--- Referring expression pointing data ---
Segment Open

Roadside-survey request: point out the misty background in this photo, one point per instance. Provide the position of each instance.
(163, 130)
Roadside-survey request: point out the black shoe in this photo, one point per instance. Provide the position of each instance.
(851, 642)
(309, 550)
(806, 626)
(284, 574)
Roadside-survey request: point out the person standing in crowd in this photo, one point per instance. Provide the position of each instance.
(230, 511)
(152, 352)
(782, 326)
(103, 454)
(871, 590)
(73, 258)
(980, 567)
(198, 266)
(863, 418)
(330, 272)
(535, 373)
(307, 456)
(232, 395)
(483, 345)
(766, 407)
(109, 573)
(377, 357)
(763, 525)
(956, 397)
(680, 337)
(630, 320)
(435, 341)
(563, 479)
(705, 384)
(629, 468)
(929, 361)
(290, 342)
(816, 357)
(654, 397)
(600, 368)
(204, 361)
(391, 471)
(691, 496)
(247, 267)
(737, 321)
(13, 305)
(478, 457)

Segment Closed

--- ACTIVITY ---
Output, exactly and with nothing else, the lines from the line containing "Roadside-survey request: point out the black" to the end of the entries.

--- WRITTEN SOLUTION ---
Roadside-survey request: point out the black shoe in this photo, one point per instance. Provide the position of each instance.
(851, 642)
(309, 550)
(806, 626)
(284, 574)
Roadside-survey request: point out the person standing in crowd in this photo, one point per instance. Provide the position of each instance.
(230, 511)
(152, 352)
(782, 326)
(103, 454)
(871, 590)
(73, 258)
(980, 567)
(198, 266)
(863, 418)
(330, 272)
(535, 373)
(307, 456)
(232, 395)
(483, 345)
(766, 407)
(109, 573)
(377, 357)
(763, 525)
(956, 397)
(680, 337)
(630, 320)
(435, 341)
(563, 479)
(705, 384)
(629, 468)
(929, 361)
(290, 342)
(816, 357)
(654, 397)
(600, 368)
(204, 361)
(391, 471)
(691, 496)
(247, 267)
(737, 321)
(13, 305)
(478, 457)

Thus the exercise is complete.